EXTRACTED ENTRIES:
-.-.-

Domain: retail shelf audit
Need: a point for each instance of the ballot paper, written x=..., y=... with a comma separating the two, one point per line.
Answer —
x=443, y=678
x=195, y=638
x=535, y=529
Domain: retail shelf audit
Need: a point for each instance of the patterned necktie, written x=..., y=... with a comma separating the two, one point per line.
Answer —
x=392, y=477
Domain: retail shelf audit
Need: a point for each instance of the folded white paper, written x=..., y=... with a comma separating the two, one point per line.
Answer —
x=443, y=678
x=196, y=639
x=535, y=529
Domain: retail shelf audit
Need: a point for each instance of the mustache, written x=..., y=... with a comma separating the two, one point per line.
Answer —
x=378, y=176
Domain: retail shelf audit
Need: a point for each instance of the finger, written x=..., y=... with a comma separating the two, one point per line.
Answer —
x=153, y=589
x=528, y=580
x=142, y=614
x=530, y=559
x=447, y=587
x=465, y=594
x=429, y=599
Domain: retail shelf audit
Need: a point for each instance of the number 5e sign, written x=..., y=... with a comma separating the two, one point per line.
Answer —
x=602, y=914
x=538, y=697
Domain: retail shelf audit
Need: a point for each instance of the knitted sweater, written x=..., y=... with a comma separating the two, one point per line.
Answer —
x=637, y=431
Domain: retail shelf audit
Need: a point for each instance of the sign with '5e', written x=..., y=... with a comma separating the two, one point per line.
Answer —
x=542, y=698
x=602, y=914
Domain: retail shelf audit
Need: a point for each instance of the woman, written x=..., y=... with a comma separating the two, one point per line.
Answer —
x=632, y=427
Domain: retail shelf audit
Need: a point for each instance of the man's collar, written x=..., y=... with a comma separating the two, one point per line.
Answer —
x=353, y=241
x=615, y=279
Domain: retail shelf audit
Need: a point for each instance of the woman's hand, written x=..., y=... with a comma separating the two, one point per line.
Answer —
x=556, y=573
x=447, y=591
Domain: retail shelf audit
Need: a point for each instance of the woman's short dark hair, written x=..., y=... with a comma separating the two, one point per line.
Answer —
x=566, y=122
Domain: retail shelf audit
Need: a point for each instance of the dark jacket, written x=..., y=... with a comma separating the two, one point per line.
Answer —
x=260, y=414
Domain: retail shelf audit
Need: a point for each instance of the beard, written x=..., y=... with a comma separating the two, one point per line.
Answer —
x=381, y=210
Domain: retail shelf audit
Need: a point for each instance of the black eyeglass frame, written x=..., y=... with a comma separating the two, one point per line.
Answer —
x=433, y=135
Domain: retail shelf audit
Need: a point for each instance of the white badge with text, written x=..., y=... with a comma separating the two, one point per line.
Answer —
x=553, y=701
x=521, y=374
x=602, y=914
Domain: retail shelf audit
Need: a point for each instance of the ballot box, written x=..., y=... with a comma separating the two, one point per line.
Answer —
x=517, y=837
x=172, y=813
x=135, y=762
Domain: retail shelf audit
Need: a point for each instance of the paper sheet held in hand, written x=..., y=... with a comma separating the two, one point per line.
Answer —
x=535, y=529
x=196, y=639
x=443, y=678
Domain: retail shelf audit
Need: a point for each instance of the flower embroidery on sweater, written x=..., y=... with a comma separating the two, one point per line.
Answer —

-.-.-

ABOUT THIS EXERCISE: Return all of the data above verbatim.

EXPECTED ANSWER:
Domain: retail shelf audit
Need: a point for each instance of the ballot paper, written x=..., y=... with a comma separating the two, one point per line.
Answer —
x=443, y=678
x=195, y=638
x=535, y=529
Domain: retail shelf audit
Need: a point for each instance of the patterned necktie, written x=..., y=... with a comma separating the two, one point per line.
Answer —
x=392, y=477
Domain: retail shelf audit
Need: a point for each instance of the folded white paper, written x=..., y=... with a comma separating the two, one point per line.
Answer —
x=443, y=678
x=196, y=639
x=535, y=529
Domain: retail shelf audit
Need: a point for each instance of the mustache, written x=..., y=... with a comma separating the two, one point per line.
Answer —
x=378, y=176
Domain: retail shelf audit
Need: a point for each instance of the finger, written x=..., y=... with a comma separating the two, one point per line.
Answer —
x=153, y=589
x=528, y=580
x=142, y=614
x=530, y=559
x=447, y=587
x=465, y=594
x=429, y=599
Domain: retail shelf audit
Need: a point for each instance of the number 5e sign, written x=..., y=... with a comma separating the two, one point per line.
Answer —
x=602, y=914
x=538, y=697
Domain: retail shelf audit
Need: a point for each instance of the knitted sweater, written x=..., y=... with a comma separating the two, one point per line.
Answer —
x=637, y=431
Domain: retail shelf audit
Need: a point for each instance of the sign with '5e', written x=..., y=... with a comma separating the two, one point per line.
Answer —
x=542, y=698
x=602, y=914
Domain: retail shelf audit
Need: a point for each instance of the woman, written x=..., y=... with a comma separating the two, one point per line.
Answer —
x=632, y=427
Domain: retail shelf audit
Need: a point for each instance of the man's collar, written x=..., y=... with a comma separating the two, one point per line.
Answer —
x=353, y=241
x=615, y=279
Domain: retail shelf audit
Need: a point for each instance of the woman's hand, written x=..., y=... with a comma separating the two, one point per line.
Answer —
x=556, y=573
x=447, y=591
Domain: retail shelf audit
Need: a point for each instance of the woman's short dark hair, written x=..., y=... with a comma separating the two, one point per line.
Answer —
x=566, y=122
Domain: retail shelf audit
Need: a point for each instance of the dark jacket, written x=..., y=... with a comma separating the two, one point per line.
Answer —
x=260, y=414
Domain: retail shelf audit
Need: a point for each instance of the beard, written x=..., y=... with a comma separating the two, one point per line.
Answer —
x=381, y=210
Domain: retail shelf audit
Need: a point for each instance of the black eyeglass frame, written x=..., y=... with a comma separating the two, one point per line.
Answer —
x=433, y=135
Domain: retail shelf audit
Need: a point for each instance of the white badge with text, written x=..., y=... with a comma separating the two, one point per line.
Answer —
x=553, y=701
x=521, y=374
x=602, y=914
Domain: retail shelf audit
Need: a point for each instance of the ballot box, written x=..., y=... with a comma separating the two, one point per line.
Answer —
x=517, y=837
x=172, y=813
x=135, y=762
Domain: retail shelf audit
Need: a point for each instance of the paper sheet held in hand, written x=..., y=... with a comma separating the two, one point per line.
Answer —
x=535, y=529
x=196, y=639
x=443, y=678
Domain: retail shelf audit
Need: a point for each instance of the flower embroidery on sweater, written x=..., y=... with a comma separating the two, one point per line.
Answer —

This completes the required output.